AUSGELESENER TEXT.
◆ ◆ ◆

Der größte Teil der bestehende BPO-Verträge hierzulande umfasst meist einfache, administrative Prozesse mit niedriger Wertschöpfung in den Bereichen Gehaltsabrechnung und, speziell im Finanzsektor, Transaktionsprozesse, zum Beispiel für Schecks oder Wertpapiere. Besonders im Bereich Personaldienste ist es auch oft immer noch der Kunde, der die Gesamtverantwortung für einen Geschäftsprozess innehat.

BPO-Anbieter zielen auf höherwertige Dienste ab

Das heißt, es handelt sich in solchen Fällen nicht wirklich um BPO, sondern um einen simplen Bürodienst wie das Ausdrucken und verschicken von Gehaltsabrechnungen, die Bearbeitung von Mitarbeiteranfragen oder das Auffrischen von Personaldaten. Solche Aktivitäten werden von Anbietern heute als ‘BPO’ tituliert, weil es zukunftsweisend erscheint und die Möglichkeiten bietet, Kunden weitere, höherwertigere BPO-Leistungen anzupreisen.

◆ ◆ ◆

VORLIEGENDE DATEN.
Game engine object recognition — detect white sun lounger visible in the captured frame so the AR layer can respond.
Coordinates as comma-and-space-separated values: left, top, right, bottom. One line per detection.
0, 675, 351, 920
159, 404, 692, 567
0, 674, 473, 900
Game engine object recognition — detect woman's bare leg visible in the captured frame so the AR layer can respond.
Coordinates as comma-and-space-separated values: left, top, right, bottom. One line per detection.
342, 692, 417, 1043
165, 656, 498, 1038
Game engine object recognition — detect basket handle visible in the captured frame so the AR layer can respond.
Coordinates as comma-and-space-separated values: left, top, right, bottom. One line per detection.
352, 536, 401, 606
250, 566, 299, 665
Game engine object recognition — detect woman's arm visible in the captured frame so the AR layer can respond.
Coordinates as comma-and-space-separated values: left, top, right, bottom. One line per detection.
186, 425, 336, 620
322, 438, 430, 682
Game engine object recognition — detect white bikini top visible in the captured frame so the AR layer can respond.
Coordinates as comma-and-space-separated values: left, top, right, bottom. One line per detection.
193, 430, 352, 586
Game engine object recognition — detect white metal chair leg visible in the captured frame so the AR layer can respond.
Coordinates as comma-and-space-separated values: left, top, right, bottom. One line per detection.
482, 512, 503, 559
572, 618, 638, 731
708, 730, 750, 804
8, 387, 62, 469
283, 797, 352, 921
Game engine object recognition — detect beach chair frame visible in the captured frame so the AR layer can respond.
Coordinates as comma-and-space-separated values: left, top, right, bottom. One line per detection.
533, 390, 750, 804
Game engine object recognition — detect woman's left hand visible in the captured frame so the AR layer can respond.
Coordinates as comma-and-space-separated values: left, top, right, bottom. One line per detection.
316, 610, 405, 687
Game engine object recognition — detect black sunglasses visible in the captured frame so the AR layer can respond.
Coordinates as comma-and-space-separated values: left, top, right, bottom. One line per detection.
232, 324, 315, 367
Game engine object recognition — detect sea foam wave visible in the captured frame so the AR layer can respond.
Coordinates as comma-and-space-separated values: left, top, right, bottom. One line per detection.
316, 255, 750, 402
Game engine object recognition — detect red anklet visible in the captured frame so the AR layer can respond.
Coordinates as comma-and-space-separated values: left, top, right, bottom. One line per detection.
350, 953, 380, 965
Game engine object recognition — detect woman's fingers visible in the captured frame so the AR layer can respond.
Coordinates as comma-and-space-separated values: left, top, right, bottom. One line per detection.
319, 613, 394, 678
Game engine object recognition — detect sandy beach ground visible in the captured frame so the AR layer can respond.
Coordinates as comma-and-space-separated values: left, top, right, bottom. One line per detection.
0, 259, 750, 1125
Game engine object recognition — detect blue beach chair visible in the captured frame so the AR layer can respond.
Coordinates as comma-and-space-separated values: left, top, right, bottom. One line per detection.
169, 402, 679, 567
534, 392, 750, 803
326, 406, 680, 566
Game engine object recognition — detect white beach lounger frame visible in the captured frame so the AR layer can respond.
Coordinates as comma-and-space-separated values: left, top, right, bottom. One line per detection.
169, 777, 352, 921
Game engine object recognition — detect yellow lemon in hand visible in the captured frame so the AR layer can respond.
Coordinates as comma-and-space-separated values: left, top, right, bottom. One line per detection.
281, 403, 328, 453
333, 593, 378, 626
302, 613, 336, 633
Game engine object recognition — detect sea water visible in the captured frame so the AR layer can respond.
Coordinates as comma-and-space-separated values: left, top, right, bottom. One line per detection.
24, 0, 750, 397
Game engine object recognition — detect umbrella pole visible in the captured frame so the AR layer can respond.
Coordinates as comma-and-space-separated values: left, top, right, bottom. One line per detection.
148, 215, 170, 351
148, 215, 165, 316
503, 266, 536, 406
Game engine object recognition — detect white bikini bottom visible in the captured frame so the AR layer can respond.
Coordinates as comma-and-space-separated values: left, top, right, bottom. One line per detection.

◆ ◆ ◆

AUFGABE. Knüpf an den letzten Satz des Textes über BPO-Verträge an und schreib ihn weiter.

ANTWORTFELD.
Die Umsätze mit BPO-Transaktionsprozessen werden in den nächsten Jahren moderat wachsen, mit jährlichen Raten von 4 bis 6 Prozent. Die meisten Anbieter zielen aber auf höherwertige Dienste ab, mit höheren Wachstumsraten. Hierzu zählen:
* HR-Outsourcing – Rekrutierung, Mitarbeiterbewertung, Weiterbildung/Training, Personalstrategie
* Kundenmanagement – Übernahme der Verantwortung für die Abwicklung und Verbesserung der Interaktion mit Endkunden, über die Bereitstellung von Kontaktcentern hinaus
* Übernahme von mehr und mehr Back-Office-Prozessen, insbesondere in den Bereichen Beschaffung und Rechnungswesen/Controlling.

Das größte Potenzial für Verträge für horizontale BPO-Dienste liegt bei Firmen im Finanzsektor, in der Industrie, sowie Telekommunikation und Utilities. Im öffentlichen Sektor gibt es zwar hohes Potenzial, doch wird es hier noch mehrere Jahre dauern, bis Aktivitäten in signifikantem Maße ausgelagert werden.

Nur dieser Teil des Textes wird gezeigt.